----- Given entries

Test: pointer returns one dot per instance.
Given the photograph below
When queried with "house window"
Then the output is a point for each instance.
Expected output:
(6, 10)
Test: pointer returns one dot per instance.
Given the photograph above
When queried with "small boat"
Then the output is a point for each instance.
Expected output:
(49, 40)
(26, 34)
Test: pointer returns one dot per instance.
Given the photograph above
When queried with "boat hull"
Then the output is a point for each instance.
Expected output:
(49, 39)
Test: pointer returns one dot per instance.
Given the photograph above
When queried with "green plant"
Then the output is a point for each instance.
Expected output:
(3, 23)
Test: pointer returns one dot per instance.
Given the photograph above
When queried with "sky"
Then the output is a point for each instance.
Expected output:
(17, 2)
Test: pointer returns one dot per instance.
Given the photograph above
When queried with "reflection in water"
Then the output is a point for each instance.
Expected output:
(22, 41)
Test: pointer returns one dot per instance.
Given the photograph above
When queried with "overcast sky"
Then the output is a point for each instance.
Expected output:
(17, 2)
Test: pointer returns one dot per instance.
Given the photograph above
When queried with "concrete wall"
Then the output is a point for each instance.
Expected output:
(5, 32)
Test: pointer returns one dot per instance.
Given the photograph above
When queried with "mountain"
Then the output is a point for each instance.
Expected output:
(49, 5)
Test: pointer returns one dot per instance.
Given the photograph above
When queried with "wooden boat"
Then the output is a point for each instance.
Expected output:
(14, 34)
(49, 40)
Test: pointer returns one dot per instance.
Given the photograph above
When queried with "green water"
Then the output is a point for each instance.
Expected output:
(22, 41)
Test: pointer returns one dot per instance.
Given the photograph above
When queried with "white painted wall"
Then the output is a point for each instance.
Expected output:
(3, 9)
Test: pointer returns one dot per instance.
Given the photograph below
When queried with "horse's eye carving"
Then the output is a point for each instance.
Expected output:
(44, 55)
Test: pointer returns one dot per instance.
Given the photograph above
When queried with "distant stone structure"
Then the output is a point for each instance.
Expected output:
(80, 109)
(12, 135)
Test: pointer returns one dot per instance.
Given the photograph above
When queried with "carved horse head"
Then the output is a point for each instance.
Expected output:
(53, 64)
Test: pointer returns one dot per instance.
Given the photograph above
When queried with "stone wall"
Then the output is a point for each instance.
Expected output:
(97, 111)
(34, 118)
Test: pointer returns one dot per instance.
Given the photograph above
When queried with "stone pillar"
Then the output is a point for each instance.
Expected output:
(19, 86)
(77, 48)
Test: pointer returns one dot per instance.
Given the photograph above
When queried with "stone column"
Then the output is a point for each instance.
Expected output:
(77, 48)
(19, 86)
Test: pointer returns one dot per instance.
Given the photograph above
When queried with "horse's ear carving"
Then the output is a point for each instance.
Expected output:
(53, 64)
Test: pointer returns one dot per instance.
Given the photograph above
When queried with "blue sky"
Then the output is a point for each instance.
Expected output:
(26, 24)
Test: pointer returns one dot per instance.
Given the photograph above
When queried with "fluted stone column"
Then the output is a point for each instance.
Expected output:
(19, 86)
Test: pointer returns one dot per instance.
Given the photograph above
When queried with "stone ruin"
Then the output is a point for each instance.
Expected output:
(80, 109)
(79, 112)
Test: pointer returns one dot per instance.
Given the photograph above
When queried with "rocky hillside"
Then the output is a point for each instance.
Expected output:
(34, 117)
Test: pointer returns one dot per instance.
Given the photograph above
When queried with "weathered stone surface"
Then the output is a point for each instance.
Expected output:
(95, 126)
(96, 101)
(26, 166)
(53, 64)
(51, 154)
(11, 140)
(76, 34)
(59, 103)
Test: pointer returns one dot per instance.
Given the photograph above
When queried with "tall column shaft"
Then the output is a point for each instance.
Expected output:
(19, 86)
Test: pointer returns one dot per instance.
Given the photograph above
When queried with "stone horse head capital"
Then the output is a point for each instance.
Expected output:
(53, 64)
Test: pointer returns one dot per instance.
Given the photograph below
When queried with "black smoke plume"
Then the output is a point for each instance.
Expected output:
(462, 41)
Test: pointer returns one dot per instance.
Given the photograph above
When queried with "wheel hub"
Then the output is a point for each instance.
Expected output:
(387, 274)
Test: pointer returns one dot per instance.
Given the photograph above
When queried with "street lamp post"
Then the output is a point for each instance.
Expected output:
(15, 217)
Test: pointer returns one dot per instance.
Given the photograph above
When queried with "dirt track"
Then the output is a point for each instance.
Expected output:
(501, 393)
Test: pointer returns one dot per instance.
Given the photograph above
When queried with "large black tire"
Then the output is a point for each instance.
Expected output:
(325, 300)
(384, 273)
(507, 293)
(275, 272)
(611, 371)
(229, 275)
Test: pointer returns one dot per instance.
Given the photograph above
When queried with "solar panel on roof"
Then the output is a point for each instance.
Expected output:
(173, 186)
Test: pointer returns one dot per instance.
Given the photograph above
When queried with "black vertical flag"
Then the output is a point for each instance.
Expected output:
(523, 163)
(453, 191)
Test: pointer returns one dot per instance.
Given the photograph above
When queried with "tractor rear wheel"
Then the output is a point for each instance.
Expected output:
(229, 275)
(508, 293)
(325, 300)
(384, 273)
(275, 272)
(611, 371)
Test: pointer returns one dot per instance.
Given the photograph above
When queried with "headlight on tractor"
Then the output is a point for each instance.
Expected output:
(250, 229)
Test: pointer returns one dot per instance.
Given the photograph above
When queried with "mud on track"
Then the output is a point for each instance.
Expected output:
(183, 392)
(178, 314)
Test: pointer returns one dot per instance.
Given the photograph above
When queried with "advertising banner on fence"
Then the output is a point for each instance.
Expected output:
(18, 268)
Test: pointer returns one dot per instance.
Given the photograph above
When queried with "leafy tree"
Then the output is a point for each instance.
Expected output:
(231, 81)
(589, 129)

----------

= Work instruction =
Reproduce each entry above. Every word must match.

= Solution to the exercise =
Test: pointer returns one dot per instance.
Given the photograph below
When queried with "house window"
Then the output is a point for each instance.
Expected output:
(6, 10)
Test: pointer returns one dot per instance.
Given the photograph above
When queried with "small boat"
Then the output is a point for each instance.
Expected output:
(49, 40)
(26, 34)
Test: pointer returns one dot per instance.
Given the photograph above
When queried with "boat hull"
Then the output is a point for each instance.
Expected output:
(49, 39)
Test: pointer returns one dot per instance.
Given the photograph above
When queried with "green plant"
Then the output is a point for each instance.
Expected output:
(3, 23)
Test: pointer returns one dot per instance.
Given the photograph above
When queried with "sky"
Then the output is a point for each instance.
Expected output:
(17, 2)
Test: pointer returns one dot per instance.
Given the photograph above
When queried with "reflection in water"
Then the output is a point for each instance.
Expected output:
(22, 41)
Test: pointer returns one dot per instance.
Given the photograph above
When queried with "overcast sky"
Then the output is a point for each instance.
Expected output:
(17, 2)
Test: pointer returns one dot per instance.
Given the photograph above
When queried with "concrete wall"
Then the output is a point for each instance.
Expected output:
(5, 32)
Test: pointer returns one dot per instance.
Given the photograph above
When queried with "mountain"
Then the output is a point for each instance.
Expected output:
(49, 5)
Test: pointer returns one dot per instance.
Given the photograph above
When queried with "wooden boat"
Then the output is a point for each instance.
Expected output:
(14, 34)
(49, 40)
Test: pointer returns one dot per instance.
Given the photograph above
When queried with "green water"
Then the output is a point for each instance.
Expected output:
(22, 41)
Test: pointer returns one dot per instance.
Given the photograph above
When queried with "white painted wall"
Then the output is a point for each instance.
Expected output:
(3, 9)
Test: pointer returns one dot per instance.
Given the photograph below
When queried with "horse's eye carving"
Then the output is a point for each instance.
Expected output:
(44, 55)
Test: pointer returns one dot per instance.
Given the photograph above
When queried with "distant stone structure"
Then the output is a point for each instance.
Expected output:
(80, 109)
(12, 135)
Test: pointer returns one dot per instance.
Given the photograph above
When queried with "carved horse head"
Then the output is a point for each instance.
Expected output:
(53, 64)
Test: pointer returns one dot per instance.
Given the photograph above
When queried with "stone wall"
Then the output is a point for each instance.
Expected output:
(97, 111)
(34, 118)
Test: pointer returns one dot per instance.
Given the photograph above
When queried with "stone pillar"
Then the output is a point for each instance.
Expected output:
(19, 86)
(77, 48)
Test: pointer returns one dot per instance.
Given the photograph above
When queried with "stone column"
Then the output is a point for each instance.
Expected output:
(77, 48)
(19, 86)
Test: pointer returns one dot per instance.
Given the photograph above
When queried with "horse's ear carving"
Then the output is a point for each instance.
Expected output:
(53, 64)
Test: pointer returns one dot per instance.
Given the photograph above
When queried with "blue sky"
Then the output is a point for each instance.
Expected output:
(26, 24)
Test: pointer returns one dot per instance.
Given the photograph above
When queried with "fluted stone column"
Then the output is a point for each instance.
Expected output:
(19, 86)
Test: pointer returns one dot per instance.
Given the photograph above
When queried with "stone ruin"
Then the output is a point for each instance.
Expected output:
(80, 109)
(79, 112)
Test: pointer returns one dot per instance.
Given the photograph above
When queried with "rocky hillside"
Then the output is a point for each instance.
Expected output:
(34, 117)
Test: pointer returns one dot per instance.
Given the photograph above
When queried with "weathered stone surface"
Then the output is a point for each instance.
Expected output:
(95, 126)
(96, 101)
(26, 166)
(53, 64)
(51, 154)
(11, 140)
(76, 34)
(59, 103)
Test: pointer returns one dot per instance.
Given the photograph above
When queried with "tall column shaft"
Then the output is a point for each instance.
Expected output:
(19, 86)
Test: pointer returns one dot per instance.
Given the photograph above
When queried with "stone horse head capital"
Then the output is a point for each instance.
Expected output:
(53, 64)
Test: pointer returns one dot per instance.
Given the photograph below
When queried with "black smoke plume"
Then the output is a point for each instance.
Expected output:
(462, 41)
Test: pointer returns one dot per instance.
Given the photograph above
When queried with "wheel hub"
Then the output is a point for each instance.
Expected output:
(387, 274)
Test: pointer returns one dot per instance.
Given the photograph above
When queried with "street lamp post"
Then the output is a point for each instance.
Expected output:
(15, 217)
Test: pointer returns one dot per instance.
Given the photograph above
When queried with "dirt track"
Then the output is a point for each instance.
Expected output:
(501, 393)
Test: pointer returns one dot per instance.
Given the photograph above
When queried with "large black tire"
Then the output is a point for each instance.
Expected output:
(325, 300)
(384, 273)
(507, 293)
(275, 272)
(611, 371)
(229, 275)
Test: pointer returns one dot per instance.
Given the photograph above
When queried with "solar panel on roof"
Then the output is a point for each instance.
Expected output:
(173, 186)
Test: pointer returns one dot per instance.
Given the photograph above
When queried with "black vertical flag"
Then the output is a point for each instance.
Expected output:
(523, 163)
(453, 191)
Test: pointer returns one dot per instance.
Given the photograph above
When queried with "tractor rear wheel"
Then the output is a point for each instance.
Expected output:
(229, 275)
(508, 293)
(325, 300)
(384, 273)
(275, 272)
(611, 371)
Test: pointer returns one dot per instance.
Given the photograph above
When queried with "headlight on tractor"
Then the output is a point for each instance.
Expected output:
(250, 229)
Test: pointer returns one dot per instance.
Given the photograph above
When queried with "mud on track"
Then the output is a point for each instance.
Expected output:
(183, 392)
(178, 314)
Test: pointer returns one dot per instance.
Given the photograph above
When queried with "advertising banner on fence"
Then the output is a point for each instance.
Expected output:
(18, 268)
Test: pointer returns one dot per instance.
Given the photograph above
When queried with "leafy tree"
Then the output is a point for each instance.
Expected output:
(231, 81)
(589, 129)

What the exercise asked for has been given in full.